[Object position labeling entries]
******************************
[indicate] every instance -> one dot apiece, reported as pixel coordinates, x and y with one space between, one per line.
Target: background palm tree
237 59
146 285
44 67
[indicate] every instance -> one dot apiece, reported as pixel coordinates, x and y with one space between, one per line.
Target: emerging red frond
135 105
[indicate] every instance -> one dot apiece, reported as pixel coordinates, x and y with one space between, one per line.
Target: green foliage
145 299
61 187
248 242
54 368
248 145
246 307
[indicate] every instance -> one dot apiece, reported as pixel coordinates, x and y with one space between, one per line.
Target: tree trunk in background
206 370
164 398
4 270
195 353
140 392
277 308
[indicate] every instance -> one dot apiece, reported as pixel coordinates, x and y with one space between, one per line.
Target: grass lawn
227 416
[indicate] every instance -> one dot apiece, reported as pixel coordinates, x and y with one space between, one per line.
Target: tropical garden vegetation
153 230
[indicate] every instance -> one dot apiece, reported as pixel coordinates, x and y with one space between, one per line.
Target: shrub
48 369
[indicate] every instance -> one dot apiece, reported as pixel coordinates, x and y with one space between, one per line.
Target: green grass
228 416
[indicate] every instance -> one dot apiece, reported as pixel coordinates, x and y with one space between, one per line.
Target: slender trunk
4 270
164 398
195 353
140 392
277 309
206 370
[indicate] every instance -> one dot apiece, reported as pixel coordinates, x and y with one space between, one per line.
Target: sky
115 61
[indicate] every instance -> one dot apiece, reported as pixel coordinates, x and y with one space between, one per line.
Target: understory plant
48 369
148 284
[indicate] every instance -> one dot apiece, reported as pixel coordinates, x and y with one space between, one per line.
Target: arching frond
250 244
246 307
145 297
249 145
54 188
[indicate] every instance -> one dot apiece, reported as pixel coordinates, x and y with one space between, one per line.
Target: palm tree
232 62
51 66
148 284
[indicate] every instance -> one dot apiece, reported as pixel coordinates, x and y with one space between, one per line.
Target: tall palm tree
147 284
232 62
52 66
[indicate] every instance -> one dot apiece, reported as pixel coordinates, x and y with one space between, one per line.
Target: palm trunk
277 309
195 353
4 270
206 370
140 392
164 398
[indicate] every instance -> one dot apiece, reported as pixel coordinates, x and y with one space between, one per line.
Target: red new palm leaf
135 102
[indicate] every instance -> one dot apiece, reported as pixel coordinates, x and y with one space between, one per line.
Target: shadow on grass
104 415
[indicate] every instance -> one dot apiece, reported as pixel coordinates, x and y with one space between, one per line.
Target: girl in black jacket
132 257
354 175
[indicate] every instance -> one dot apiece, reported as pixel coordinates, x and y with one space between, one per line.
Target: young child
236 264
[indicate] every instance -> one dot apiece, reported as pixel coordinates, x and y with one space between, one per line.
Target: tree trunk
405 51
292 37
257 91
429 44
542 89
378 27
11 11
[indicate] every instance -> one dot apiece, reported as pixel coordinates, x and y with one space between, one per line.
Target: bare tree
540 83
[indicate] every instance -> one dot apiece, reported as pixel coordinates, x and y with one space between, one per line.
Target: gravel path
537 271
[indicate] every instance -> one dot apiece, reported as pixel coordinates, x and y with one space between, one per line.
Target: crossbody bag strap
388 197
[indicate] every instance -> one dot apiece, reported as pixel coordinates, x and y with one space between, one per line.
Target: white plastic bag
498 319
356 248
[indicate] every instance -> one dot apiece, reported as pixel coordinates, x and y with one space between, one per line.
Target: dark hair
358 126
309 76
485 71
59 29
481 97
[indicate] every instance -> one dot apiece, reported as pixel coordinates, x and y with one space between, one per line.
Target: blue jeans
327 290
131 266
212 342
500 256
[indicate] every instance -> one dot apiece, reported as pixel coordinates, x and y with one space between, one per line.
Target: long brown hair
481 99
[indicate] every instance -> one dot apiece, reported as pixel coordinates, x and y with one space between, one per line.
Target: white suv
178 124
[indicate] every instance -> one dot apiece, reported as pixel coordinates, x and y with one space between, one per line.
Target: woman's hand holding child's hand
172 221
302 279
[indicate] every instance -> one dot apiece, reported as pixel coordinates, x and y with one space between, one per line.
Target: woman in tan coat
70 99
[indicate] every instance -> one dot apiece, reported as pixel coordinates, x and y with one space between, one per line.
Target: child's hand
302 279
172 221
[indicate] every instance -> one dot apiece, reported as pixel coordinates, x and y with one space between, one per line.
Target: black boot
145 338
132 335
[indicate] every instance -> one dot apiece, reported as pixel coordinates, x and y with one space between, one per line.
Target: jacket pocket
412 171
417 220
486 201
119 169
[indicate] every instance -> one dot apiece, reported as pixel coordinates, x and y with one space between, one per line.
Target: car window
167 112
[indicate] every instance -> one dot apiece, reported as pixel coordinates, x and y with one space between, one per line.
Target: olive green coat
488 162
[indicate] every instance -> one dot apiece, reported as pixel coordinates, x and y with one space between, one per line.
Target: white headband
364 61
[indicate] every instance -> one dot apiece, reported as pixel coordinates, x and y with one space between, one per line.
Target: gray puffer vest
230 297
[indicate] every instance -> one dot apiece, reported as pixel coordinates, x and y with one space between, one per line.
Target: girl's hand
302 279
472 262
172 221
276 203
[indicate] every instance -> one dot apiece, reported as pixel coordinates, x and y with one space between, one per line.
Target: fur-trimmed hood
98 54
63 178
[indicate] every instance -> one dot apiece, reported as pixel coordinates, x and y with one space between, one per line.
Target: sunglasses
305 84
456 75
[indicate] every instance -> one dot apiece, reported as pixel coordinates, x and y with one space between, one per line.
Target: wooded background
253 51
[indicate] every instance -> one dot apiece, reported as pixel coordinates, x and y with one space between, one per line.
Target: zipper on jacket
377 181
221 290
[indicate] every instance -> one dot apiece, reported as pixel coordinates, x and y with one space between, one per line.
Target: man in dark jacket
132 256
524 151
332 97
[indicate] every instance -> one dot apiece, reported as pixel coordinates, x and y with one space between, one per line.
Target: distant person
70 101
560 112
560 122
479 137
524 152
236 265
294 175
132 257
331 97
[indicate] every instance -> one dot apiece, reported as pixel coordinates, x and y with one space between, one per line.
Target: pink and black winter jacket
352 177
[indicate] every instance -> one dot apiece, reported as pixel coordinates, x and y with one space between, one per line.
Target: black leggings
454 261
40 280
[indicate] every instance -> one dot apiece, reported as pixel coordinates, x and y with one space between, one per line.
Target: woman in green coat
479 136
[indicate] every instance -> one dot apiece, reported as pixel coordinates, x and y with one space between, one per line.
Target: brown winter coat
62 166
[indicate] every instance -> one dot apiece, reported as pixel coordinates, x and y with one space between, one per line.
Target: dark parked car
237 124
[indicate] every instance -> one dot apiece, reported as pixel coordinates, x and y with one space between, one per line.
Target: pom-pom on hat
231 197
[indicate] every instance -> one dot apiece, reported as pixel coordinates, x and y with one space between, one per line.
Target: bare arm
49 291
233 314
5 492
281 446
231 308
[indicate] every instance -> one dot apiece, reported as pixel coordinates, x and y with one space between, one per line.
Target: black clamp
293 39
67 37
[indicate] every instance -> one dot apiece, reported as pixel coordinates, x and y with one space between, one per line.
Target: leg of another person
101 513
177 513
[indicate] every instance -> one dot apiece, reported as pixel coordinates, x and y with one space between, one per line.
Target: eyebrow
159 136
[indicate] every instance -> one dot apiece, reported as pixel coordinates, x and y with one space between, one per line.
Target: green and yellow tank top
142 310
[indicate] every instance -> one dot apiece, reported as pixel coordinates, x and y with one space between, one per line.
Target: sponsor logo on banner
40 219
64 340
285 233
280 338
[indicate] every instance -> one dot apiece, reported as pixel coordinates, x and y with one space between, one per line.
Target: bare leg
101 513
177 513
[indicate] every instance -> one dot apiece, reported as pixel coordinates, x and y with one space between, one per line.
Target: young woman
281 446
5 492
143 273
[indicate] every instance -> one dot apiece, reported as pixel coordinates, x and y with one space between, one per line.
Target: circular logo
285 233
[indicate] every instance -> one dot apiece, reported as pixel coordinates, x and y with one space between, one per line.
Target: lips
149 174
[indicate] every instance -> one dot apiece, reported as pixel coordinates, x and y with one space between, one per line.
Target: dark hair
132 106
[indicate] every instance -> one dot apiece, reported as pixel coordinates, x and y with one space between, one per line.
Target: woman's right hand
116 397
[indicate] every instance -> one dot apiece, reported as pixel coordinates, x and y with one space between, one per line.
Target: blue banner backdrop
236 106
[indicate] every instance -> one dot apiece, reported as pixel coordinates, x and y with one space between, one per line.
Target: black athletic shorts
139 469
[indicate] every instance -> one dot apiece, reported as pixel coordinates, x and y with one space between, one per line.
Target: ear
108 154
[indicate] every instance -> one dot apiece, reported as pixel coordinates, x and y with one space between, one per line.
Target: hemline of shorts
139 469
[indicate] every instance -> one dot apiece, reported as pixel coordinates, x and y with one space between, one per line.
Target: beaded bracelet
******************************
EXERCISE DETAILS: Filter the entries above down to every line that contains the word "palm", and copy each such line in full.

RESPONSE BELOW:
Target: background palm tree
Target: palm tree
Target: tall palm tree
Target: palm trunk
Target: red new palm leaf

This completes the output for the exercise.